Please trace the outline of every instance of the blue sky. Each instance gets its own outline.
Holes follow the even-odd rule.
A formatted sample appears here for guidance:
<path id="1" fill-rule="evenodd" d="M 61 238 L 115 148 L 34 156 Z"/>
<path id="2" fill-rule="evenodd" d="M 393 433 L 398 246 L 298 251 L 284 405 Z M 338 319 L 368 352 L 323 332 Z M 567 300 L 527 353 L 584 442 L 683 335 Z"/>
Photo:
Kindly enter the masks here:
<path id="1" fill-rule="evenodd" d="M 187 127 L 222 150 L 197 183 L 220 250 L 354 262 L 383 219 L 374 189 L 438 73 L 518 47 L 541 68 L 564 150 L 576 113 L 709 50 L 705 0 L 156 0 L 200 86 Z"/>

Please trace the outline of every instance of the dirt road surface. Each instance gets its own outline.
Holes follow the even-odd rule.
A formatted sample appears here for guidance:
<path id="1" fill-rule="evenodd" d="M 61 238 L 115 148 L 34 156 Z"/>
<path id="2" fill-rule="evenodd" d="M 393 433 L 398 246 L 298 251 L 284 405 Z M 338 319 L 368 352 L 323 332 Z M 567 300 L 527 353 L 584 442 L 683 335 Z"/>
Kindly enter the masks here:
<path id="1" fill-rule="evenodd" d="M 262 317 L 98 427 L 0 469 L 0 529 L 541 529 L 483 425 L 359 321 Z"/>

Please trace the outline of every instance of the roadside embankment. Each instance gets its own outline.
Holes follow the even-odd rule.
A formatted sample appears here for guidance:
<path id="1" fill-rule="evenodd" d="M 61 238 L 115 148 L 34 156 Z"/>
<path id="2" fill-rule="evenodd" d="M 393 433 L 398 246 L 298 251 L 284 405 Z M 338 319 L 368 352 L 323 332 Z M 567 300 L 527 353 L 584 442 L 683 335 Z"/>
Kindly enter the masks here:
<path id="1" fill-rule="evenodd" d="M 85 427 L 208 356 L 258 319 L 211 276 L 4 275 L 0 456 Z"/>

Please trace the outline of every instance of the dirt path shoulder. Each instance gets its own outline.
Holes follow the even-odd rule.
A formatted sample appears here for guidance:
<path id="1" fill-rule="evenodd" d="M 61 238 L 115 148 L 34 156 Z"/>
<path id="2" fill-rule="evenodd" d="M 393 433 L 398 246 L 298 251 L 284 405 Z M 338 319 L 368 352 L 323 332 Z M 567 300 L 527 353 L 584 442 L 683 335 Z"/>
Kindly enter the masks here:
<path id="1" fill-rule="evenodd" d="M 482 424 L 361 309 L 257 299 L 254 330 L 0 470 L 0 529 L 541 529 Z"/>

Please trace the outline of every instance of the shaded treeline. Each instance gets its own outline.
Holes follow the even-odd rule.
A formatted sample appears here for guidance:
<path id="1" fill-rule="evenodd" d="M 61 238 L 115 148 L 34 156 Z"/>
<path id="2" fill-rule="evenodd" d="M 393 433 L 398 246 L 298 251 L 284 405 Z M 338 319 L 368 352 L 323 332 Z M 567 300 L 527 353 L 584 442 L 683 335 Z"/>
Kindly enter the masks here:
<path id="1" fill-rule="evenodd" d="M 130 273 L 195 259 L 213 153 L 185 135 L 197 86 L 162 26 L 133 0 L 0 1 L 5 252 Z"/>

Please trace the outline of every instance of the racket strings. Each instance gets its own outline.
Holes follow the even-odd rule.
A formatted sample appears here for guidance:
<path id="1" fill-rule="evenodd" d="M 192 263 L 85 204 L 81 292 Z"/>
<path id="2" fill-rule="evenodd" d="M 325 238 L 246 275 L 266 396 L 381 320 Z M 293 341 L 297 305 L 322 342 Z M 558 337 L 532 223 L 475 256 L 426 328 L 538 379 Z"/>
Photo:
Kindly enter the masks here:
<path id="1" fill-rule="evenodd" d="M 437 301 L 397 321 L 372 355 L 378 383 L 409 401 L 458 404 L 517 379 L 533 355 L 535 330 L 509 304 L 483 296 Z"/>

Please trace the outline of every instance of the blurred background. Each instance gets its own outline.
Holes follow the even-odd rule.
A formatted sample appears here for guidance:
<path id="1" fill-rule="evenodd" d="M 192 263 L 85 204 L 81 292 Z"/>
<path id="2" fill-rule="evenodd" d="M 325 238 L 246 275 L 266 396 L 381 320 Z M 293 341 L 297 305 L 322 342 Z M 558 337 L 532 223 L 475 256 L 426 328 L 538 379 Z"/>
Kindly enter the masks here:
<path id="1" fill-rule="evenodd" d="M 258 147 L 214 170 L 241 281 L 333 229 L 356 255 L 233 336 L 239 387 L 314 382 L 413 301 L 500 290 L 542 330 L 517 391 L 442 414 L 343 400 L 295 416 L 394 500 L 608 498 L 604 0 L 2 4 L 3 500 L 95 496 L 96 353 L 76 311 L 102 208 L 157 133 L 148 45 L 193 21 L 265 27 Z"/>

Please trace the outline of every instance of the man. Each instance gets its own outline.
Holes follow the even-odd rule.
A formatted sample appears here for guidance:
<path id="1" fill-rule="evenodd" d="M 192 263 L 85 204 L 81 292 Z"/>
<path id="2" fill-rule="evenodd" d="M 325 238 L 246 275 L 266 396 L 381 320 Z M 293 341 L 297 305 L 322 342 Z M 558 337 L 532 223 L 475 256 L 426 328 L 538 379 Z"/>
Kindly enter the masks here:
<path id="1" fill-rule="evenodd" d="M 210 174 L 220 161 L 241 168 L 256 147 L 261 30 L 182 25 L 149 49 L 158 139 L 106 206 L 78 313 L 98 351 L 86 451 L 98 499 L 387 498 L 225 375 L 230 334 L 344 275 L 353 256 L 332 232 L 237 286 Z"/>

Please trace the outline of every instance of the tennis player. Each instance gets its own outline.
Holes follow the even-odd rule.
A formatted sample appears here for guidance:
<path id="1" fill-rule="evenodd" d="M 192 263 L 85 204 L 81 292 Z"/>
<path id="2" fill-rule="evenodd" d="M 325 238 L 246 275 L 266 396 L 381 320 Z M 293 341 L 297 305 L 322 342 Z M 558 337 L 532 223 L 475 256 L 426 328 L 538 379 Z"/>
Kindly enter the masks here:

**********

**OBJECTIVE**
Copy exactly the lines above, from the one containing "Please trace the outline of every instance of the man." through the very last line.

**REPLY**
Please trace the outline of every instance of the man. Each instance gets its own outline.
Holes follow the even-odd rule.
A formatted sample appears here for guidance:
<path id="1" fill-rule="evenodd" d="M 192 263 L 85 204 L 81 292 Z"/>
<path id="2" fill-rule="evenodd" d="M 325 238 L 246 275 L 266 396 L 381 320 Z M 293 341 L 297 305 L 322 342 Z M 558 337 L 532 223 L 475 256 L 426 328 L 538 379 Z"/>
Kindly enter the masks here:
<path id="1" fill-rule="evenodd" d="M 210 174 L 220 161 L 241 168 L 256 147 L 261 30 L 182 25 L 149 49 L 158 139 L 106 206 L 78 313 L 98 351 L 86 451 L 98 499 L 387 498 L 225 375 L 230 334 L 344 275 L 353 256 L 332 232 L 237 286 Z"/>

Please trace the outline of every instance of the tennis player. Each instance gets its own outline.
Holes follow the even-odd rule.
A formatted sample appears here for guidance:
<path id="1" fill-rule="evenodd" d="M 192 263 L 85 204 L 81 292 Z"/>
<path id="2" fill-rule="evenodd" d="M 325 238 L 246 275 L 266 396 L 381 320 Z M 293 341 L 297 305 L 322 342 Z M 558 337 L 532 223 L 475 256 L 426 328 L 538 379 Z"/>
Kindly enter the masks here:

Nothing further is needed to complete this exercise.